Start of Block

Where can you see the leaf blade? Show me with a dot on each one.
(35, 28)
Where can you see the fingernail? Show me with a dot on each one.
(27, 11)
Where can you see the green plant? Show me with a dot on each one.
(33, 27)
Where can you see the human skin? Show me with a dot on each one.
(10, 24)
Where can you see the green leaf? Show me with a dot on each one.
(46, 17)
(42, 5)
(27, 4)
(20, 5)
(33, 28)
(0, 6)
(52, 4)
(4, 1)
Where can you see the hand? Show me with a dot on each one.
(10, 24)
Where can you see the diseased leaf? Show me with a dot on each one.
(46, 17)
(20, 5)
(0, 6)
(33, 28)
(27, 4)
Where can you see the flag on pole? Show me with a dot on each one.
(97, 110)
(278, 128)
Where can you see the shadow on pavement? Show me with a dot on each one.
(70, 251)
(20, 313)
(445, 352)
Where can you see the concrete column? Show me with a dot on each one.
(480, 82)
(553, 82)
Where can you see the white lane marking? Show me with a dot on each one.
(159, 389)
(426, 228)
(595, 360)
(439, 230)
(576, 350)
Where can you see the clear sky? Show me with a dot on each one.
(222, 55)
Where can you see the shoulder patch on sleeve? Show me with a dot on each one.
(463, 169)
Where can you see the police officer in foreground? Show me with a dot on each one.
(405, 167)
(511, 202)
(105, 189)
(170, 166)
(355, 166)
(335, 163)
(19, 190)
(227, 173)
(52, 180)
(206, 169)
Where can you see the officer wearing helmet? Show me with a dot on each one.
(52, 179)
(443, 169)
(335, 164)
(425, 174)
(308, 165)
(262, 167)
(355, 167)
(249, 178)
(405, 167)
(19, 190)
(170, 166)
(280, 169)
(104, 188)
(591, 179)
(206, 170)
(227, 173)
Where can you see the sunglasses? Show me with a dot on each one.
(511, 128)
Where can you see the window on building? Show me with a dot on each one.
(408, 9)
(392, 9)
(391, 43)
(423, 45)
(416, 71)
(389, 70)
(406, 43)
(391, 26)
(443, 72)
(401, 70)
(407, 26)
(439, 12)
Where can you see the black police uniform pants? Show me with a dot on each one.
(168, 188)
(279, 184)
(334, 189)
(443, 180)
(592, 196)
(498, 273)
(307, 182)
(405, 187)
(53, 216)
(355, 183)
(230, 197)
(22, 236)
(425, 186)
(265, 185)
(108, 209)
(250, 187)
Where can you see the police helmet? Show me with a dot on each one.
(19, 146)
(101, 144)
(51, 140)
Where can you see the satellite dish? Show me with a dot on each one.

End of Block

### EXERCISE GOAL
Transcribe the data above so that every line matches exactly.

### SOLUTION FOR THIS PROBLEM
Where can you see the leaf blade? Show me with a dot on each one.
(35, 28)
Where can you see the fingernail? Show me with a dot on each one.
(27, 11)
Where can you see the green plant? Show me with a dot on each one.
(33, 27)
Where can you see the human skin? Show me with a dot on each one.
(10, 24)
Where can you see the green leaf? Show me with a dot on each one.
(46, 17)
(42, 5)
(27, 4)
(20, 5)
(33, 28)
(0, 6)
(52, 4)
(4, 1)
Where can you see the hand? Show me with a dot on each one.
(10, 24)
Where can you see the diseased leaf? Show me with a dot on each one.
(46, 17)
(20, 5)
(0, 6)
(33, 28)
(27, 4)
Where can you see the flag on pole? Show me with a dot on each one.
(97, 110)
(278, 128)
Where can you see the shadow on pavement? Show me with a dot on each one.
(70, 251)
(20, 313)
(445, 352)
Where can you see the concrete column? Show me with a dot on each one.
(480, 82)
(553, 82)
Where can you see the white lane marking? Show me with a dot on each one.
(159, 389)
(426, 228)
(595, 360)
(439, 230)
(576, 350)
Where can you see the clear sky? Show me with a dot on each one.
(222, 55)
Where can you see the shoulder patch on sleeve? Show me with a dot on each one.
(463, 169)
Where can you see the police officer in foreground? Show me with a dot on each one.
(405, 167)
(511, 202)
(105, 189)
(170, 166)
(355, 166)
(335, 163)
(19, 190)
(227, 173)
(52, 180)
(206, 169)
Where can you see the officer wearing helmet? Show me with a dot on each one.
(52, 179)
(443, 169)
(335, 164)
(425, 174)
(308, 165)
(262, 167)
(355, 167)
(249, 178)
(405, 167)
(19, 190)
(170, 166)
(280, 169)
(104, 188)
(591, 179)
(206, 170)
(227, 173)
Where can you see the sunglasses? Show me with a dot on each one.
(511, 128)
Where can you see the window on building? Show me with a dot on each one.
(408, 9)
(392, 9)
(391, 43)
(423, 45)
(416, 71)
(389, 70)
(406, 43)
(391, 26)
(443, 72)
(401, 70)
(407, 26)
(439, 12)
Where can you see the black police uniform pants? Show me with a dot on each one.
(168, 188)
(279, 184)
(334, 189)
(443, 180)
(592, 196)
(498, 273)
(307, 182)
(405, 187)
(53, 216)
(355, 183)
(230, 197)
(22, 236)
(425, 186)
(265, 185)
(108, 209)
(250, 187)
Where can you see the police helmet? Show me with a dot on each one.
(19, 146)
(101, 144)
(51, 140)
Where can you see the satellite dish? Show me with a dot on each one.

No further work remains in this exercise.